- **PROBLEM TO WORK ON**:
Only an exact repetition of the lines from the one that holds "Target: yellow jersey" to the end of the records is wanted.

- **DATA SUPPLIED**:
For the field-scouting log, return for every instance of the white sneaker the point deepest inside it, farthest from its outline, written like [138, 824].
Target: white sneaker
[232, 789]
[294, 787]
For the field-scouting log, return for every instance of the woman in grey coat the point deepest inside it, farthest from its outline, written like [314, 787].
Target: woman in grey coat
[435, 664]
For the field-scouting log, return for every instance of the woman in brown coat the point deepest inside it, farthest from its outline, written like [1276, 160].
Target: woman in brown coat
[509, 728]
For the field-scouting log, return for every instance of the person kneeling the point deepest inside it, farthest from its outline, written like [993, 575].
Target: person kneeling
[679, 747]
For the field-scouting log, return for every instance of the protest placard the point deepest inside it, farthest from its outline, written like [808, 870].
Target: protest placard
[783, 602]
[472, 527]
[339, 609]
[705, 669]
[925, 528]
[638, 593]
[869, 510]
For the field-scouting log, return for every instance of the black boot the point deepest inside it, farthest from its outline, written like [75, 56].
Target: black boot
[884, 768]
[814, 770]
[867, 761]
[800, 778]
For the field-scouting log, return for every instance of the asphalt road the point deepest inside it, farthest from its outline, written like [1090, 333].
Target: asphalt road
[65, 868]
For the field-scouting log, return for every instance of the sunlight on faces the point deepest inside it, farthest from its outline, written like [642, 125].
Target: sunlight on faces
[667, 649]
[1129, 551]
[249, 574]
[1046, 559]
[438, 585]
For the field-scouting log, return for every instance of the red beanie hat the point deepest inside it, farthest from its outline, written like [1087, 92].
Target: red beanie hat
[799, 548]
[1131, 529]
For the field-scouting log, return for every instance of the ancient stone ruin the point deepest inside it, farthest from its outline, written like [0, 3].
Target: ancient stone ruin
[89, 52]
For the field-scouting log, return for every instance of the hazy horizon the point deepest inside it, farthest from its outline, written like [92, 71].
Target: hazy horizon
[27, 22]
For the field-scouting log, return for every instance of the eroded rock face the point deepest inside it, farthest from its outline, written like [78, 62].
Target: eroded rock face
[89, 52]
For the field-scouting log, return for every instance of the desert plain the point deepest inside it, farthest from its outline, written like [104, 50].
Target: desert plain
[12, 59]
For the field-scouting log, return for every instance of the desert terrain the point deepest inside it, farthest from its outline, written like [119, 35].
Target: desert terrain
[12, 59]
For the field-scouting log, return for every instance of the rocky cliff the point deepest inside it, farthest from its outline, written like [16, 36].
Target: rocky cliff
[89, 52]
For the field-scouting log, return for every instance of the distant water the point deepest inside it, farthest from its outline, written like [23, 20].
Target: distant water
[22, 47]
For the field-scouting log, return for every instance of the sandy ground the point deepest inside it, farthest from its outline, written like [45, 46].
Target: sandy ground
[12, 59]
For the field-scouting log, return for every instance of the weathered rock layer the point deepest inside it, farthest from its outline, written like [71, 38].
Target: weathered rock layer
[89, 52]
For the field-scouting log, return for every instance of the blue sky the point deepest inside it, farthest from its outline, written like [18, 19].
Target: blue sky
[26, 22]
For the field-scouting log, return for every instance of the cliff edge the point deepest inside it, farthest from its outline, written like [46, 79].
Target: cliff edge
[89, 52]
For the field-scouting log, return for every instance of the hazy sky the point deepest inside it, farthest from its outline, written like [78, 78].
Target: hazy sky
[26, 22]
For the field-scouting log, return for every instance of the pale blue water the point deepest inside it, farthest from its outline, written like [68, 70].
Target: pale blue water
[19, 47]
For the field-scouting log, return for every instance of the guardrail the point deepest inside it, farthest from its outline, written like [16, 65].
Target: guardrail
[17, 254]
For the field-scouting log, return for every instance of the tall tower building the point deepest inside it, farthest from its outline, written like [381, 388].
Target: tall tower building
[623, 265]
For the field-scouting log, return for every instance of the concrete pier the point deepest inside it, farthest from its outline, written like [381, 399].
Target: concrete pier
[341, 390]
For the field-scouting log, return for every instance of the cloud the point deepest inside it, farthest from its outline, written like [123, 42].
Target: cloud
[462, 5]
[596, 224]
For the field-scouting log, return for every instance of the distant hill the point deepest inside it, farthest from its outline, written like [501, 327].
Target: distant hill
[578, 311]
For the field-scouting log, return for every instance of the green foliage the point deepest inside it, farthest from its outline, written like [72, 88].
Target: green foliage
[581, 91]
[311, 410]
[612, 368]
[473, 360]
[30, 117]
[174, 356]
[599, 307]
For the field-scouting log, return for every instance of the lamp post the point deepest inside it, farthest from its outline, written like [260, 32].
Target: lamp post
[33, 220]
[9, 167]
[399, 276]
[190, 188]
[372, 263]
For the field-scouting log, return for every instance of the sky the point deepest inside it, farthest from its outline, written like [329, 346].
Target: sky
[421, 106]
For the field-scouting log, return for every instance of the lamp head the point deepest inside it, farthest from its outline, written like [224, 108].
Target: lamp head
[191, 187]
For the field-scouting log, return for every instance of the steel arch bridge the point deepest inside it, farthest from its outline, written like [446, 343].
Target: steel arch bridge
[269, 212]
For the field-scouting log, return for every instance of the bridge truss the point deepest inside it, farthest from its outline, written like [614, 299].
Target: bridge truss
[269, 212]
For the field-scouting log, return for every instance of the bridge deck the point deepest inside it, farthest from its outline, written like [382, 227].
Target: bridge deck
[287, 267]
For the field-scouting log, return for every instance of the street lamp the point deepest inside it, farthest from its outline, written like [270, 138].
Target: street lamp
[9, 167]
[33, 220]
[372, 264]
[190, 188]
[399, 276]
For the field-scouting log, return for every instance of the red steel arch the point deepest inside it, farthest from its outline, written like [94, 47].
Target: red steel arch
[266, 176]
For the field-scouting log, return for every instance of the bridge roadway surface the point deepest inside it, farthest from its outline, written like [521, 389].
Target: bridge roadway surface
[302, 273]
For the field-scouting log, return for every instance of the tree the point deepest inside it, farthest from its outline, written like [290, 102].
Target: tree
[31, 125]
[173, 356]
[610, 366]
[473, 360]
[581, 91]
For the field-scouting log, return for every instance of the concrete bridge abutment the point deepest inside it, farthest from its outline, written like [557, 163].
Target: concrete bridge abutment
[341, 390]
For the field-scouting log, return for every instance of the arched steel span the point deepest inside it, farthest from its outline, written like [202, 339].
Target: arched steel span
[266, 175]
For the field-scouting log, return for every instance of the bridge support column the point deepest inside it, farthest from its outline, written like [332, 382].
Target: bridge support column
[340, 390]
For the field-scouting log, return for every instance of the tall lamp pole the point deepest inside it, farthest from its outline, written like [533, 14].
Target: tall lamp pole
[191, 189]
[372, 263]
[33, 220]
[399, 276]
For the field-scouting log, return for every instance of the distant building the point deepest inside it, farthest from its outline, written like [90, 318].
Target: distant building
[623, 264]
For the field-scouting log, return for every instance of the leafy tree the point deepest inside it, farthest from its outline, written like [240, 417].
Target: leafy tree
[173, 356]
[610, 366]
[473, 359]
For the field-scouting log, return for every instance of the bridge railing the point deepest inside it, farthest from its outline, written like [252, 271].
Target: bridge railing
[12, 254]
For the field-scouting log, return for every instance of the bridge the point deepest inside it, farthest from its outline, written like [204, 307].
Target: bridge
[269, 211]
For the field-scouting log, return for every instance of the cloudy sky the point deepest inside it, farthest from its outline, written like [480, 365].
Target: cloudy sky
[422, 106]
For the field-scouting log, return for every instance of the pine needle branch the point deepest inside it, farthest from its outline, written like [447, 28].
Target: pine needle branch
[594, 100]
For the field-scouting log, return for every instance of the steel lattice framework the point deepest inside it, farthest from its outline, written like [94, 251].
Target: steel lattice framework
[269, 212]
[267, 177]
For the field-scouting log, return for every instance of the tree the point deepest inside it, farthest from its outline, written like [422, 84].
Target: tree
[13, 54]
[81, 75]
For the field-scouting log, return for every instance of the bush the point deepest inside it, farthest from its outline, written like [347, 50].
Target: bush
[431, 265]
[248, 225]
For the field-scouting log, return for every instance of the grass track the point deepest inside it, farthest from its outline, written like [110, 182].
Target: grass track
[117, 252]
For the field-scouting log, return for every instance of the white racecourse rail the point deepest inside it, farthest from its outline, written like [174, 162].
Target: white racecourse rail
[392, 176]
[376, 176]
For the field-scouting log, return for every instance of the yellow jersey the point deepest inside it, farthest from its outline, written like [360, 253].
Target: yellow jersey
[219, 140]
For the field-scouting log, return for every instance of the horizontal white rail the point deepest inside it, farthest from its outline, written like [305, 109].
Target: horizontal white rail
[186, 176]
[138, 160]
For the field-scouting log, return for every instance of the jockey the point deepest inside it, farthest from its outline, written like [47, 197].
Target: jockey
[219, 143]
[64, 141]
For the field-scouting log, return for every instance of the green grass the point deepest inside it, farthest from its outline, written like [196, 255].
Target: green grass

- **RESULT**:
Target: yellow jersey
[219, 140]
For the field-scouting log, return for every instance of the horizontal white rail the point deepest inside it, farthest from its outline, written like [305, 109].
Target: horizontal white rail
[186, 176]
[138, 160]
For the field-scouting log, return for every instance of the jockey the point deepest inside it, farthest from its outline, written like [47, 197].
Target: jockey
[219, 143]
[64, 141]
For the field-scouting log, return for every instance of the green grass the point deepest inside it, farthest from its outline, written like [196, 255].
Target: green grass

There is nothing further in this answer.